**Required task:** Continue the forum thread about a checklist for 3D archery shoots, starting right after its last post.

**Quoted passage:**
— Start —

# 3D checklist



## smithka (Feb 10, 2010)

Have been a bowhunter for 10 years, but just thinking about doing some 3D shoots this year. Trying to come up with a checklist of everything I'll need. Let me know if I need to add or subtract from this list:

Bow (w/ all accessories-sight, rest, stab)
release
arrows (6 enough?)
hip quiver
binos
pen/pencil for scorecard

anything else???

Thanks guys!


----------



## mw31 (Apr 23, 2007)

Thats really about all you need. 
A few more things that might come in handy would be-

Arrow lube
Arrow puller
Allen wrenches
Spare nocks
A way to carry a drink


You might also come up with a few more ideas here-
http://www.archerytalk.com/vb/showthread.php?t=639422


----------



## baird794 (Dec 2, 2006)

don't forget the chair for the wait between targets


----------



## asa1485 (Jan 16, 2008)

One of lose real liteweight ponchos for the rain. And you will need it .:thumbs_up


----------



## Kadob62 (May 1, 2009)

What baird794 said,

Stool is a must


----------



## SCBOWHUNTER903 (Jan 28, 2010)

list sounds good to me


----------



## vftcandy (Nov 6, 2009)

SUNBLOCK! and a green scratch pad to clean your arrows.


----------



## jinxliveson (Jan 20, 2009)

I usually try to take out 10 arrows with me. never know when you will have a off day and lose some, or someone hitting your arrows after you hit the 12


----------



## AlienX (Nov 16, 2009)

Umbrella for those sunny days. You never know when you might need it to cover the glare on your pins and on the inside of your peep.:shade:


----------



## reylamb (Feb 5, 2003)

I keep a bunch of those little pre-mixed koolaid packs in my stool to add to water. They work well with the 9.6oz water bottles, just re-fill with water, add the koolaid, and away you go.


----------



## BushyTailButche (Jan 15, 2010)

*3'd*

Don't forget your OFF, or something even better if you have it. Those skeeters are pretty tuff. And anything you can find that will keep the "TICKS" off of ya, they are real bad around Southern Ohio!!!

— End —

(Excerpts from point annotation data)
— Start —

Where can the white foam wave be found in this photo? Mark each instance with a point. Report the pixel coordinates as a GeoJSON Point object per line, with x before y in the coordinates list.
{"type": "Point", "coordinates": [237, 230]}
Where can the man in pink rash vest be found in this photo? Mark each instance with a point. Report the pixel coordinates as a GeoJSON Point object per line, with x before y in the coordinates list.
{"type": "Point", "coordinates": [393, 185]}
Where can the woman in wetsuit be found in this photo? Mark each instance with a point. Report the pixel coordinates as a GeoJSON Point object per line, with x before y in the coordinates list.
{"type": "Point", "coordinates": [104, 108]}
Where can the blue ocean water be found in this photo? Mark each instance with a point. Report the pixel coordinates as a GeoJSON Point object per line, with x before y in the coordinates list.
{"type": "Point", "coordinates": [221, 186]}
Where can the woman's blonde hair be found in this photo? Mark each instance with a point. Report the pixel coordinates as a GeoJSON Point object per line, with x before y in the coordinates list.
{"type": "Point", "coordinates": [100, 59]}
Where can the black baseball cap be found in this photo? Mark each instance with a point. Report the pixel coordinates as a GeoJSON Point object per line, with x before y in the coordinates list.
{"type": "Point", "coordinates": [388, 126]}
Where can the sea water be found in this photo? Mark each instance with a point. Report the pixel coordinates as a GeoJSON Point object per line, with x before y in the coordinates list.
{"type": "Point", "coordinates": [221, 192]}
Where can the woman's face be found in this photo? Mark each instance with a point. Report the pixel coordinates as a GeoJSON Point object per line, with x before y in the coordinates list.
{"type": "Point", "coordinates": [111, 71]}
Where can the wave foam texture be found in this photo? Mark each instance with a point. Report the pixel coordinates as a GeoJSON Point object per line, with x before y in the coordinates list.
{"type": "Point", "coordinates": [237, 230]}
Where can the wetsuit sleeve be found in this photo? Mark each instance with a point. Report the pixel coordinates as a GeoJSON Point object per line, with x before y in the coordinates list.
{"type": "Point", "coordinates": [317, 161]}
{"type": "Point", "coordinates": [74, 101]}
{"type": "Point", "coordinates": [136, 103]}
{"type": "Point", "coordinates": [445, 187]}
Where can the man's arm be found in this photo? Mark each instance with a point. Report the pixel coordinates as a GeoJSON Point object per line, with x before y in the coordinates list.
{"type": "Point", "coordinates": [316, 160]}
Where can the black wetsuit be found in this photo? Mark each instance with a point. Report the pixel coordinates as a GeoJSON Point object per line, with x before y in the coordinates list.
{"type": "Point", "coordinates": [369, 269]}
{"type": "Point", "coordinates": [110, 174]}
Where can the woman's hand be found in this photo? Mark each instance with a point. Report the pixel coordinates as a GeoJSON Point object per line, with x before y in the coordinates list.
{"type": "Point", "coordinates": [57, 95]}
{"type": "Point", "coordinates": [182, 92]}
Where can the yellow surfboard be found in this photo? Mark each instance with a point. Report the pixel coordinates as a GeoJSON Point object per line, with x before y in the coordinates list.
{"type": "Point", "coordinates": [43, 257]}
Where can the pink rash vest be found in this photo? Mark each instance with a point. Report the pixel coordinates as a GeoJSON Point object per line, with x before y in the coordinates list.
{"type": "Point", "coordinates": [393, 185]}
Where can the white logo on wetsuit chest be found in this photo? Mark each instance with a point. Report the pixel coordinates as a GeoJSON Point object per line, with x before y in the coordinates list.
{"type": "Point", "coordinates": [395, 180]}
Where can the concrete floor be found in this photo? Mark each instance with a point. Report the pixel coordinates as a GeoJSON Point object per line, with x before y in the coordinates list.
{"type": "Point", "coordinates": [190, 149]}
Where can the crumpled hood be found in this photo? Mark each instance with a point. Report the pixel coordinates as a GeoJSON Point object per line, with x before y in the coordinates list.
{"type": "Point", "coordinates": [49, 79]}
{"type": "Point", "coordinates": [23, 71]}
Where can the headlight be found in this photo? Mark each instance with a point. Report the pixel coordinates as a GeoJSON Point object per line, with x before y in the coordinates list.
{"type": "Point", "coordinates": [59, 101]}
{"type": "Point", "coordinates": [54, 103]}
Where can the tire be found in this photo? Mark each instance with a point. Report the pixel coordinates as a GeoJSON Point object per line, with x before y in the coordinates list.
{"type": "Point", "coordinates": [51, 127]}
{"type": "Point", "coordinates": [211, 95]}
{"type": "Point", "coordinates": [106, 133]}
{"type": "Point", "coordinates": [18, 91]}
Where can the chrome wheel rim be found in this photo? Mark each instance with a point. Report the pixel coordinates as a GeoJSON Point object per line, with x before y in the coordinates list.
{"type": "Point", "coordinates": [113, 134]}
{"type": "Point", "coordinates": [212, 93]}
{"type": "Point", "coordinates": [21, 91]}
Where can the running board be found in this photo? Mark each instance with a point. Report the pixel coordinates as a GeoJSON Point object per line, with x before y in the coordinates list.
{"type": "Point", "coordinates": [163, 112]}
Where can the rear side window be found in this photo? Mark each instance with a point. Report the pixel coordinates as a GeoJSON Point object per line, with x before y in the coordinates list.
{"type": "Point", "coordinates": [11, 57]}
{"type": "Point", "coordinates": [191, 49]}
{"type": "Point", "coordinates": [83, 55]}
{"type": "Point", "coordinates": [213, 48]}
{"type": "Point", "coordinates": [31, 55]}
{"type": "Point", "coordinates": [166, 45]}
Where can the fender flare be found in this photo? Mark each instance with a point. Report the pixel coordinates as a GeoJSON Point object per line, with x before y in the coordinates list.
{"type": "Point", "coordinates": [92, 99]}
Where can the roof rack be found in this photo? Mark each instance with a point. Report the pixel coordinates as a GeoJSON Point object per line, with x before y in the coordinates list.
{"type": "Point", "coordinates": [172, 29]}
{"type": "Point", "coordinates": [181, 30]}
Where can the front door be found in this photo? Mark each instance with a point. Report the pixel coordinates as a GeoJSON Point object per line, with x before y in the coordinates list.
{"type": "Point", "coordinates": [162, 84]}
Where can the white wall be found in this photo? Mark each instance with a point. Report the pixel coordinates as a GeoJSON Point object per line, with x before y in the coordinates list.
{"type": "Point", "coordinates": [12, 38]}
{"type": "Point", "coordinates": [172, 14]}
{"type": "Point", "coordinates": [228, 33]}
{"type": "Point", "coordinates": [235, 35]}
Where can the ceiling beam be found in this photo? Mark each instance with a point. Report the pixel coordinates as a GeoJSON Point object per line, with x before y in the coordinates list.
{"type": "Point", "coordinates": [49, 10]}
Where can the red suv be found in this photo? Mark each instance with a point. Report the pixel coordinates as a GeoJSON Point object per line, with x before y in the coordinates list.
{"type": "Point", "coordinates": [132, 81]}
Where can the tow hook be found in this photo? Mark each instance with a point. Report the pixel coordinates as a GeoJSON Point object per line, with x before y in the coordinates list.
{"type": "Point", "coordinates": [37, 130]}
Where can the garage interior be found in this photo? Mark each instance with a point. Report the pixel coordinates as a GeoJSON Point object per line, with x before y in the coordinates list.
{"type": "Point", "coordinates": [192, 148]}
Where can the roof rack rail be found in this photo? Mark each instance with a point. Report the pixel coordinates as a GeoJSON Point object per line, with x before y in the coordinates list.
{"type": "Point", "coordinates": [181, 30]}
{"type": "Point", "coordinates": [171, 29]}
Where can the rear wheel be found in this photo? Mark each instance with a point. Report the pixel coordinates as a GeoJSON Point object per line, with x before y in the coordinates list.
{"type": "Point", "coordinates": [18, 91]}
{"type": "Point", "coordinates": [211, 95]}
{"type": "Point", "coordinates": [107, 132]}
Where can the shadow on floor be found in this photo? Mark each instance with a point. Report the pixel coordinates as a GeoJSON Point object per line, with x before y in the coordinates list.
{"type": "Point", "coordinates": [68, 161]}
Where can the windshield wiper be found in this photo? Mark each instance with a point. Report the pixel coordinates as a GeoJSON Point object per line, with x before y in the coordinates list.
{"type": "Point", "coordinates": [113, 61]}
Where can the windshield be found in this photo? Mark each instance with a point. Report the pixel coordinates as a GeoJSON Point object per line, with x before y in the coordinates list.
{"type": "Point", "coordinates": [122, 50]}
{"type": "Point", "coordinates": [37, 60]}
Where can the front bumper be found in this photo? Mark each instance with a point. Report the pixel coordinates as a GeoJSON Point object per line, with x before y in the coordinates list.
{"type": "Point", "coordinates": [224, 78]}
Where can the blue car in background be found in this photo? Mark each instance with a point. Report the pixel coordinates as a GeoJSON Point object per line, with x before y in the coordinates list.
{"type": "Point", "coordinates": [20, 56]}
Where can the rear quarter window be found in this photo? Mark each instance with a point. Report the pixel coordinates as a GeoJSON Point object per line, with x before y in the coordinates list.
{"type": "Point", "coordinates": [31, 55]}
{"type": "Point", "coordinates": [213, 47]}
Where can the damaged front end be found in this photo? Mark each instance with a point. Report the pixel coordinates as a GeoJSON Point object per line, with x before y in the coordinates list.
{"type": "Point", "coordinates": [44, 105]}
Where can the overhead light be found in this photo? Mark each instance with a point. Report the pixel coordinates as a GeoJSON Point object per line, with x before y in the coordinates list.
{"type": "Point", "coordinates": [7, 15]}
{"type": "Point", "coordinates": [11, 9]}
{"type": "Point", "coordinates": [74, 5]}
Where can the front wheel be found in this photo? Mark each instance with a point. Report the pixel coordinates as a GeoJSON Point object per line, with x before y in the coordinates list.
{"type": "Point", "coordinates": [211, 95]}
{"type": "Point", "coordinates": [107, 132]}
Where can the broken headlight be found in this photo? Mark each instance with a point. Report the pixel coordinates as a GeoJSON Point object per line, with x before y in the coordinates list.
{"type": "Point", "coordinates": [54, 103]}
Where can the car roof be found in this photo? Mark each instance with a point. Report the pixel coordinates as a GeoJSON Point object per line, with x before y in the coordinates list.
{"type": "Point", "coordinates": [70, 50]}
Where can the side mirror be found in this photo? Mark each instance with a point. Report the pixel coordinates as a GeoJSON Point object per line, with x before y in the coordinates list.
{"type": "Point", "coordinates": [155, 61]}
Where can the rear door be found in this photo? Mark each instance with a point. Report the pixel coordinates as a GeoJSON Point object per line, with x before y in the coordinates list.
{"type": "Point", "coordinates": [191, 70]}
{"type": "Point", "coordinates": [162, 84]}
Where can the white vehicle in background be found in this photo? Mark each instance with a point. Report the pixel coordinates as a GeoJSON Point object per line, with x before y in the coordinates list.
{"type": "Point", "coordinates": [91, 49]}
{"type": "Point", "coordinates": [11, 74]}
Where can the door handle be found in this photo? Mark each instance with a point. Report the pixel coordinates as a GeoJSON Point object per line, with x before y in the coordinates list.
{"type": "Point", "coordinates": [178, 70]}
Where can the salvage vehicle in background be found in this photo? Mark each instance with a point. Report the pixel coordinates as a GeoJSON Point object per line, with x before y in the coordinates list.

— End —

**The output:**
----------



## wilkersonhunter (Dec 12, 2007)

AlienX said:


> Umbrella for those sunny days. You never know when you might need it to cover the glare on your pins and on the inside of your peep.:shade:


will have to agree 100% dont forget the umbrella!


----------



## Cajun83 (Sep 30, 2009)

reylamb said:


> I keep a bunch of those little pre-mixed koolaid packs in my stool to add to water. They work well with the 9.6oz water bottles, just re-fill with water, add the koolaid, and away you go.


That's a very unsanitary place to store kool-aid packets... 


in other news, I walked through my first 3D range today and it was FUN! Don't think I would like to shoot competitively... but it was very fun.


----------



## C.T.D. (Mar 14, 2010)

BUG SPRAY!!!! hiking boots , and plenty of water or gatorade. 30 targets = approx 2hrs depending on how fast the group in front of you moves and how big your group is.


----------



## C.T.D. (Mar 14, 2010)

reylamb said:


> I keep a bunch of those little pre-mixed koolaid packs in my stool to add to water. They work well with the 9.6oz water bottles, just re-fill with water, add the koolaid, and away you go.


poopin out kool aid interesting but not appitizing.


----------



## wildcat1 (Feb 16, 2009)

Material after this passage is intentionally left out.